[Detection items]
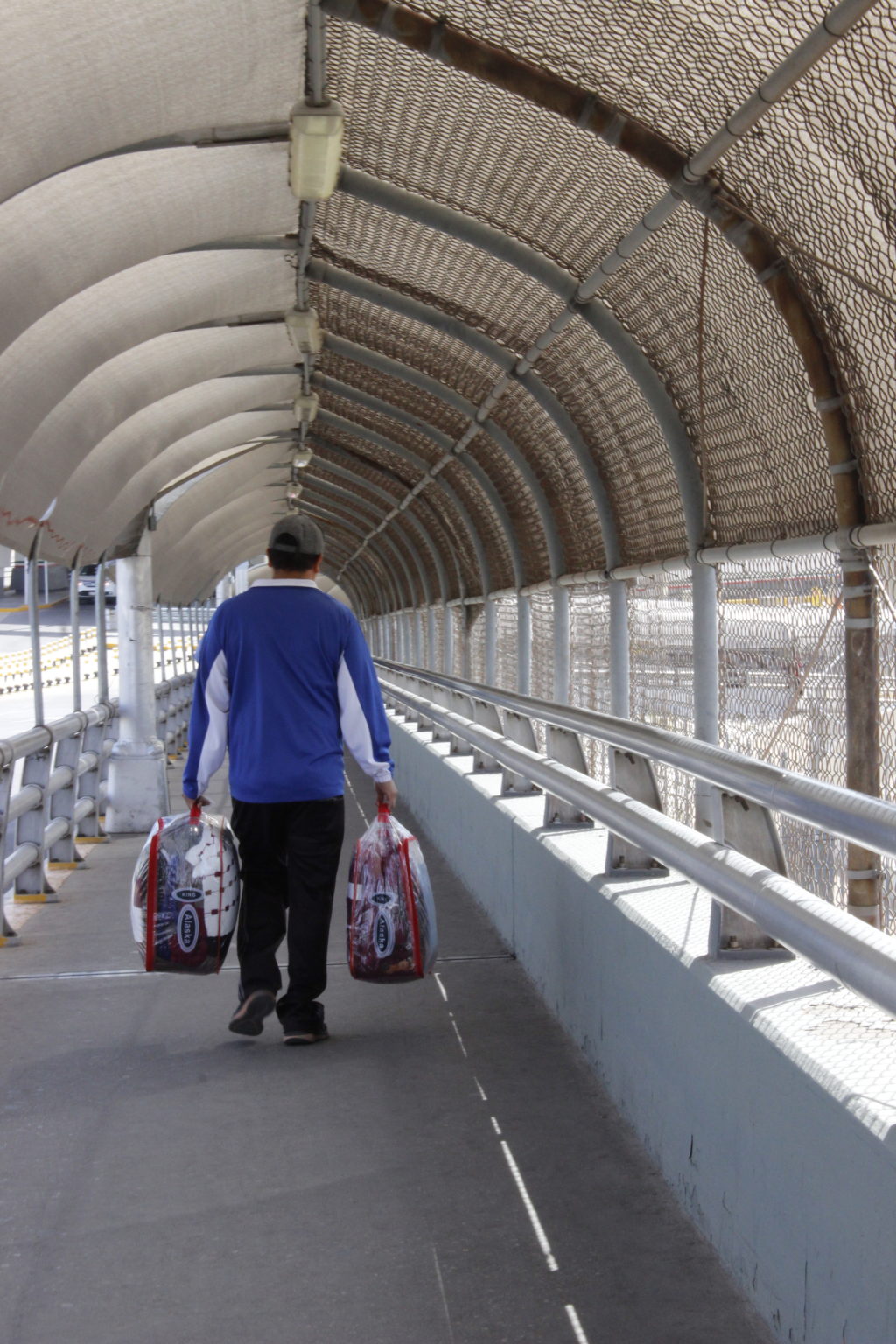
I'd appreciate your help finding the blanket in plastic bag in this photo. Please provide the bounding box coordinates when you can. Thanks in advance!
[130,808,239,976]
[348,808,438,985]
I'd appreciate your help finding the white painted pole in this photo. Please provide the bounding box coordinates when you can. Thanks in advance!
[106,532,168,833]
[68,559,81,711]
[25,550,43,724]
[608,579,632,719]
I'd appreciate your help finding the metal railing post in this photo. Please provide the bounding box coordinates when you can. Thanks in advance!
[0,752,18,948]
[68,556,80,711]
[106,531,168,833]
[25,532,43,723]
[47,710,88,868]
[15,732,60,905]
[840,547,881,928]
[168,606,180,676]
[77,719,108,840]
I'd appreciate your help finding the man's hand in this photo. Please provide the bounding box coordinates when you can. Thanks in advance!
[184,793,211,808]
[376,780,397,812]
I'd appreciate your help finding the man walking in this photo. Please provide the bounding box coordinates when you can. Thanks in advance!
[183,514,397,1046]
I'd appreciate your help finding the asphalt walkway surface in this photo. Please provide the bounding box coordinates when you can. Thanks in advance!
[0,769,770,1344]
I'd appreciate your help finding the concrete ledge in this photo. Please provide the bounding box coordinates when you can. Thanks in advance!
[392,717,896,1344]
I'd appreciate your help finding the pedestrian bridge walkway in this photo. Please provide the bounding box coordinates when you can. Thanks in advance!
[0,773,768,1344]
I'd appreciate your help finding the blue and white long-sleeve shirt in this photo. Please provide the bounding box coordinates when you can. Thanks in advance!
[183,579,392,802]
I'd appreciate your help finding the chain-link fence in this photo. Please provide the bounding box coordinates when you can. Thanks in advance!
[389,549,896,931]
[494,592,520,691]
[872,547,896,933]
[570,584,610,782]
[628,575,695,825]
[718,552,848,906]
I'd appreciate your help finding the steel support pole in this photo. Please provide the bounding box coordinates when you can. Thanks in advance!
[690,561,724,957]
[93,556,108,700]
[106,532,168,833]
[550,584,570,704]
[156,602,168,682]
[692,564,723,840]
[25,545,43,723]
[68,556,81,711]
[607,579,632,719]
[516,592,532,695]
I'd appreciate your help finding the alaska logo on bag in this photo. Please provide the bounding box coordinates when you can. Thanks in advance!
[175,887,203,953]
[374,910,395,957]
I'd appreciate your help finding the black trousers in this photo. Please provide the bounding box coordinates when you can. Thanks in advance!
[231,797,346,1027]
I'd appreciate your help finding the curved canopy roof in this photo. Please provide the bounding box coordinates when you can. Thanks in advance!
[0,0,896,612]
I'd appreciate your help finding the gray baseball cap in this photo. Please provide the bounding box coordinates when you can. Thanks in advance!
[268,514,324,555]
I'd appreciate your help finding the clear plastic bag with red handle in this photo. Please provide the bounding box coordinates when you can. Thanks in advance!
[348,808,438,985]
[130,808,239,976]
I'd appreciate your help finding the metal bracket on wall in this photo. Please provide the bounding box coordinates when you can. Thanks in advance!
[710,790,793,961]
[472,700,504,770]
[501,710,539,793]
[606,747,669,878]
[544,723,594,827]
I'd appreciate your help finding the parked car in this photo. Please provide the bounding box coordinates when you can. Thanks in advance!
[78,564,118,606]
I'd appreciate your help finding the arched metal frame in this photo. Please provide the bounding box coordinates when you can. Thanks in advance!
[316,410,492,592]
[313,374,525,587]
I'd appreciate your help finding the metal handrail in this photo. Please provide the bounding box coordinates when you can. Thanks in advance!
[374,659,896,856]
[386,682,896,1015]
[0,672,195,945]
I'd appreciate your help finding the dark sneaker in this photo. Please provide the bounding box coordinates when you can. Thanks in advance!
[227,989,276,1036]
[284,1004,329,1046]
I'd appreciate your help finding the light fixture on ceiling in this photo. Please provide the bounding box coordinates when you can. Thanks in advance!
[293,393,321,424]
[289,102,346,200]
[284,308,322,359]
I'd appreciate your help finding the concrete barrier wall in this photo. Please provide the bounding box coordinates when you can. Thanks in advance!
[394,720,896,1344]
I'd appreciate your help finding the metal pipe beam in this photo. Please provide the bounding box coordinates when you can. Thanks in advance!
[324,332,563,575]
[339,168,705,550]
[314,374,525,584]
[309,261,620,564]
[314,434,447,606]
[387,682,896,1015]
[314,410,490,592]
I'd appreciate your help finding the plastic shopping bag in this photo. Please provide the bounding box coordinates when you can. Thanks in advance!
[130,808,239,976]
[348,808,438,985]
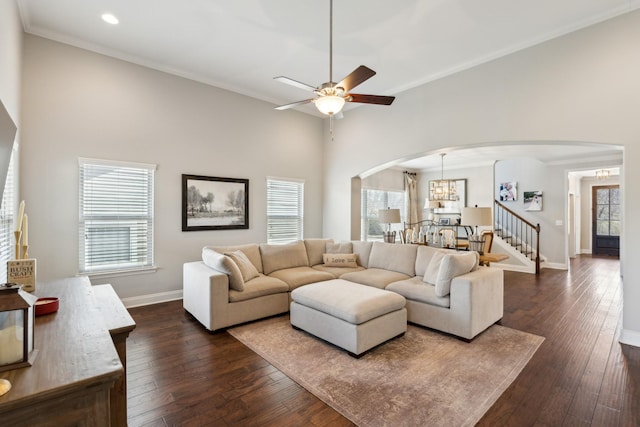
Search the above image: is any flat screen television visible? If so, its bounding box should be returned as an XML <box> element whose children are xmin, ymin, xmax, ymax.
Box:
<box><xmin>0</xmin><ymin>101</ymin><xmax>16</xmax><ymax>202</ymax></box>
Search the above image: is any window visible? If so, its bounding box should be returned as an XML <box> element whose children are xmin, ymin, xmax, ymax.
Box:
<box><xmin>267</xmin><ymin>178</ymin><xmax>304</xmax><ymax>243</ymax></box>
<box><xmin>360</xmin><ymin>188</ymin><xmax>406</xmax><ymax>242</ymax></box>
<box><xmin>78</xmin><ymin>159</ymin><xmax>156</xmax><ymax>274</ymax></box>
<box><xmin>0</xmin><ymin>145</ymin><xmax>17</xmax><ymax>282</ymax></box>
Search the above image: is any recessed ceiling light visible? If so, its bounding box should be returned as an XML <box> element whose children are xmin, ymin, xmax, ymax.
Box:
<box><xmin>102</xmin><ymin>13</ymin><xmax>120</xmax><ymax>25</ymax></box>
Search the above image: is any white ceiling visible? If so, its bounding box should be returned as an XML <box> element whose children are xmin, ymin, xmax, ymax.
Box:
<box><xmin>17</xmin><ymin>0</ymin><xmax>640</xmax><ymax>114</ymax></box>
<box><xmin>17</xmin><ymin>0</ymin><xmax>640</xmax><ymax>169</ymax></box>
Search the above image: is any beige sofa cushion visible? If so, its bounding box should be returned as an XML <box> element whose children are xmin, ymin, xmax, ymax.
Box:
<box><xmin>206</xmin><ymin>243</ymin><xmax>262</xmax><ymax>273</ymax></box>
<box><xmin>416</xmin><ymin>245</ymin><xmax>451</xmax><ymax>276</ymax></box>
<box><xmin>322</xmin><ymin>253</ymin><xmax>358</xmax><ymax>268</ymax></box>
<box><xmin>435</xmin><ymin>251</ymin><xmax>479</xmax><ymax>297</ymax></box>
<box><xmin>224</xmin><ymin>250</ymin><xmax>260</xmax><ymax>282</ymax></box>
<box><xmin>311</xmin><ymin>264</ymin><xmax>364</xmax><ymax>279</ymax></box>
<box><xmin>386</xmin><ymin>276</ymin><xmax>451</xmax><ymax>308</ymax></box>
<box><xmin>229</xmin><ymin>274</ymin><xmax>289</xmax><ymax>302</ymax></box>
<box><xmin>260</xmin><ymin>240</ymin><xmax>309</xmax><ymax>275</ymax></box>
<box><xmin>351</xmin><ymin>240</ymin><xmax>373</xmax><ymax>268</ymax></box>
<box><xmin>202</xmin><ymin>247</ymin><xmax>244</xmax><ymax>292</ymax></box>
<box><xmin>325</xmin><ymin>242</ymin><xmax>353</xmax><ymax>254</ymax></box>
<box><xmin>304</xmin><ymin>239</ymin><xmax>333</xmax><ymax>266</ymax></box>
<box><xmin>269</xmin><ymin>266</ymin><xmax>335</xmax><ymax>291</ymax></box>
<box><xmin>422</xmin><ymin>249</ymin><xmax>451</xmax><ymax>285</ymax></box>
<box><xmin>340</xmin><ymin>268</ymin><xmax>411</xmax><ymax>289</ymax></box>
<box><xmin>369</xmin><ymin>242</ymin><xmax>418</xmax><ymax>276</ymax></box>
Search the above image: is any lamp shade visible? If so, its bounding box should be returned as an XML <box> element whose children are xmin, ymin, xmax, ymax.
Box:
<box><xmin>315</xmin><ymin>95</ymin><xmax>345</xmax><ymax>116</ymax></box>
<box><xmin>460</xmin><ymin>207</ymin><xmax>493</xmax><ymax>226</ymax></box>
<box><xmin>422</xmin><ymin>198</ymin><xmax>440</xmax><ymax>209</ymax></box>
<box><xmin>378</xmin><ymin>209</ymin><xmax>400</xmax><ymax>224</ymax></box>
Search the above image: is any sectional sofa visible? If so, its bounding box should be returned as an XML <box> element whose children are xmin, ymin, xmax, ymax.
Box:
<box><xmin>183</xmin><ymin>239</ymin><xmax>504</xmax><ymax>340</ymax></box>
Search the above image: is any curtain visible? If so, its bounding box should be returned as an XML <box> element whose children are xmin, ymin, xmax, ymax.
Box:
<box><xmin>404</xmin><ymin>172</ymin><xmax>418</xmax><ymax>229</ymax></box>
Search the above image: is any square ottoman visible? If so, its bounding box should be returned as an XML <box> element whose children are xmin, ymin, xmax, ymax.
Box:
<box><xmin>290</xmin><ymin>279</ymin><xmax>407</xmax><ymax>357</ymax></box>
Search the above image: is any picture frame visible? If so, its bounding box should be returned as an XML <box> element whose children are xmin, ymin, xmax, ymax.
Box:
<box><xmin>498</xmin><ymin>181</ymin><xmax>518</xmax><ymax>202</ymax></box>
<box><xmin>522</xmin><ymin>190</ymin><xmax>542</xmax><ymax>212</ymax></box>
<box><xmin>182</xmin><ymin>174</ymin><xmax>249</xmax><ymax>231</ymax></box>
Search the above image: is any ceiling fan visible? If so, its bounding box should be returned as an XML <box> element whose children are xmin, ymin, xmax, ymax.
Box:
<box><xmin>274</xmin><ymin>0</ymin><xmax>395</xmax><ymax>118</ymax></box>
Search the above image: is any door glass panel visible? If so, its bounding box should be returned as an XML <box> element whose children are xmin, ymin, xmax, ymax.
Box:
<box><xmin>596</xmin><ymin>188</ymin><xmax>609</xmax><ymax>205</ymax></box>
<box><xmin>611</xmin><ymin>221</ymin><xmax>620</xmax><ymax>236</ymax></box>
<box><xmin>596</xmin><ymin>205</ymin><xmax>609</xmax><ymax>222</ymax></box>
<box><xmin>596</xmin><ymin>221</ymin><xmax>609</xmax><ymax>236</ymax></box>
<box><xmin>609</xmin><ymin>205</ymin><xmax>621</xmax><ymax>221</ymax></box>
<box><xmin>610</xmin><ymin>188</ymin><xmax>620</xmax><ymax>205</ymax></box>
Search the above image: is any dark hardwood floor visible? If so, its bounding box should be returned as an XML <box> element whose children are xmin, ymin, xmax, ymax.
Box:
<box><xmin>127</xmin><ymin>256</ymin><xmax>640</xmax><ymax>427</ymax></box>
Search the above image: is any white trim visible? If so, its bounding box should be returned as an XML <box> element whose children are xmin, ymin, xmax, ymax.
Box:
<box><xmin>78</xmin><ymin>157</ymin><xmax>158</xmax><ymax>171</ymax></box>
<box><xmin>618</xmin><ymin>329</ymin><xmax>640</xmax><ymax>347</ymax></box>
<box><xmin>81</xmin><ymin>265</ymin><xmax>158</xmax><ymax>279</ymax></box>
<box><xmin>122</xmin><ymin>289</ymin><xmax>182</xmax><ymax>308</ymax></box>
<box><xmin>540</xmin><ymin>261</ymin><xmax>569</xmax><ymax>270</ymax></box>
<box><xmin>265</xmin><ymin>176</ymin><xmax>305</xmax><ymax>184</ymax></box>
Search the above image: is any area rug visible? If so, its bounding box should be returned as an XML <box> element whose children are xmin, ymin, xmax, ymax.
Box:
<box><xmin>229</xmin><ymin>315</ymin><xmax>544</xmax><ymax>427</ymax></box>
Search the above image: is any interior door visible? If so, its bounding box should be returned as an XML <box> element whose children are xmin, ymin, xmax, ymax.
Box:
<box><xmin>591</xmin><ymin>185</ymin><xmax>622</xmax><ymax>256</ymax></box>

Exercise: Please copy out the lines above word for word, starting with the line with "I'd appreciate your help finding the concrete barrier" and going on through the line with "[394,720,896,1344]".

Exercise response:
I'd appreciate your help finding the concrete barrier wall in this photo. Please provide the bounding box coordinates when you can. Thanks in advance!
[394,720,896,1344]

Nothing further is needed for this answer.